• _Requirement_
Copy the records below word for word, keeping every line in its original order.

• _Data shown_
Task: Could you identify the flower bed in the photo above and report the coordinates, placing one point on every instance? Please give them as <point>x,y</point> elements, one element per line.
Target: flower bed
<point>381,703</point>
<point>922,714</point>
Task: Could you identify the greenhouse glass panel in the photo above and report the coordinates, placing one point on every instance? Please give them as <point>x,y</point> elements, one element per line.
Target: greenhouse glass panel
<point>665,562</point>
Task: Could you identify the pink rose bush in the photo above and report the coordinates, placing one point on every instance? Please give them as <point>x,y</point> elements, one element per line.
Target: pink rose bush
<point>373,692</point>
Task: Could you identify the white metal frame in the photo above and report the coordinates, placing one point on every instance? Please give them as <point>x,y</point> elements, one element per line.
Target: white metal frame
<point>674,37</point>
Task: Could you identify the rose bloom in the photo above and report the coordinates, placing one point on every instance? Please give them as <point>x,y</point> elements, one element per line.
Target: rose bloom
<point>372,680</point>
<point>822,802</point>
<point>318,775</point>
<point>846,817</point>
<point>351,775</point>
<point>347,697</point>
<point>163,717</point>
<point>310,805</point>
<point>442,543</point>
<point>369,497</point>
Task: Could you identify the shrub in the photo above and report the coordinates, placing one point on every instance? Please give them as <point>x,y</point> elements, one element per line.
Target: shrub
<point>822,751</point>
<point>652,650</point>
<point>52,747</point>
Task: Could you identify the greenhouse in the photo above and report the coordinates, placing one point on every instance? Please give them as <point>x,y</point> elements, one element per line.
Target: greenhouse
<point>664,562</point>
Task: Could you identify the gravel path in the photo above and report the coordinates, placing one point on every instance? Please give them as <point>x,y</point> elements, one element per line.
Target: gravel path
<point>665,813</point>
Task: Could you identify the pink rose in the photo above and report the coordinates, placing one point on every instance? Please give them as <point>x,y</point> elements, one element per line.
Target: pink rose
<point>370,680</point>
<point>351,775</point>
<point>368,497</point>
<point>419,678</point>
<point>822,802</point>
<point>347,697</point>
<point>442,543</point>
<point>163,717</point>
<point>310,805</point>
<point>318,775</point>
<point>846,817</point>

• _Worked solution_
Task: Could you identify the flower bed in the photo above and report the coordinates, placing one point on every instance? Please give them as <point>x,y</point> elements, one element per line.
Target: flower bed
<point>381,703</point>
<point>922,714</point>
Task: Could you identify the greenhouse glass panel in the photo above and report the coordinates, placing one point on every instance? Please give them as <point>x,y</point> elements, one element per line.
Target: greenhouse glass panel
<point>665,562</point>
Task: Could you identify the pink rose bush in the photo above and report the coordinates, placing one point on every instance? Please give them as <point>x,y</point> elements, one element per line.
Target: pink rose bush
<point>373,692</point>
Task: Could you identify the white metal frame in the photo above and report the coordinates, placing one point on every instance? Please give them as <point>x,y</point> elements, one element per line.
Target: white metal frame
<point>674,37</point>
Task: Could you identify the rose bloom in the photo above and report the coordinates, placing one point on every instance? Please give them as <point>x,y</point> elements, one element per line.
Target: rose bloom
<point>372,680</point>
<point>822,802</point>
<point>318,775</point>
<point>846,817</point>
<point>351,775</point>
<point>347,697</point>
<point>163,717</point>
<point>310,805</point>
<point>442,543</point>
<point>369,497</point>
Task: Could you identify the shrub in the photo above and report the coordinates, placing one point on every instance? Please give them as <point>x,y</point> elements, one element per line.
Target: shrub
<point>822,751</point>
<point>652,650</point>
<point>52,747</point>
Task: Could you identify the greenhouse in the photo above and report the coordinates, placing one point on every instance? Please give them as <point>x,y</point> elements, one element per line.
Target: greenhouse
<point>664,562</point>
Task: Could you identify the gravel path in the photo above and report the coordinates, placing one point on every instance? Please give them as <point>x,y</point> elements, one element per line.
Target: gravel path
<point>665,813</point>
Task: Could you identify the pink rose in the photo above and report the coordinates, placing one point on every instance? Please give them as <point>x,y</point> elements, one element per line.
Target: pink rose
<point>370,680</point>
<point>351,775</point>
<point>368,497</point>
<point>419,678</point>
<point>822,802</point>
<point>347,697</point>
<point>442,543</point>
<point>163,717</point>
<point>310,805</point>
<point>318,775</point>
<point>846,817</point>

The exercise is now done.